Extrait du document>

_ _ _ _ _ _ _

Un tribunal statue que le cabinet fédéral a outrepassé ses pouvoirs en qualifiant au sens large de « toxiques » les articles manufacturés en plastique

27 Nov 2023 12 MIN DE LECTURE

Le 16 novembre 2023, dans l’affaire Coalition pour une utilisation responsable du plastique c. Canada (Environnement et Changements climatiques), la Cour fédérale a statué que le cabinet fédéral a outrepassé ses pouvoirs lorsqu’il a pris un décret (le « décret ») inscrivant les « articles manufacturés en plastique » (AMP) sur la liste des substances toxiques de l’annexe 1 de la Loi canadienne sur la protection de l’environnement (1999) (la « LCPE »).[1]

La Cour a conclu qu’il était à la fois déraisonnable et inconstitutionnel d’inscrire les AMP sur la liste de l’annexe 1 parce qu’il s’agit d’une catégorie trop vaste. Elle a également conclu qu’en refusant les demandes de constitution d’une commission de révision en vertu de la LCPE avant la prise du décret, le ministre de l’Environnement et du Changement climatique a pris une décision déraisonnable qui manquait de justification et de transparence.

La Cour a annulé le décret et l’a déclaré nul à la date à laquelle il a été pris (le 23 avril 2021). Cette décision constitue une rare condamnation du processus décisionnel du cabinet et une contribution importante au droit constitutionnel et environnemental canadien. Le gouvernement fédéral a néanmoins l’intention d’interjeter appel et reste déterminé à continuer de réglementer les plastiques.

Caractère raisonnable du décret

La Cour a conclu que le décret inscrivant la vaste catégorie des AMP sur la liste des substances toxiques de l’annexe 1 était déraisonnable parce que le cabinet ne pouvait pas – question de fait – être convaincu que tous les AMP inclus dans la portée du décret étaient toxiques au sens de la LCPE.

_ _ _ _ _ _ _

Données>
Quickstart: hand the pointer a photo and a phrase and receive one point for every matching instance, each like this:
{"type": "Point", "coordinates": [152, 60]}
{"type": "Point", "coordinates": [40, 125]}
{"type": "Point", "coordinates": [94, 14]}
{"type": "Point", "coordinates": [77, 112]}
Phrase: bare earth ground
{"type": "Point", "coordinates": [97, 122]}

_ _ _ _ _ _ _

Consignes à suivre> D'après l'extrait, à quelle date le décret annulé par la Cour fédérale avait-il été pris ? Appuyez-vous uniquement sur l'extrait pour répondre.

Réponse complète> Le décret avait été pris le 23 avril 2021.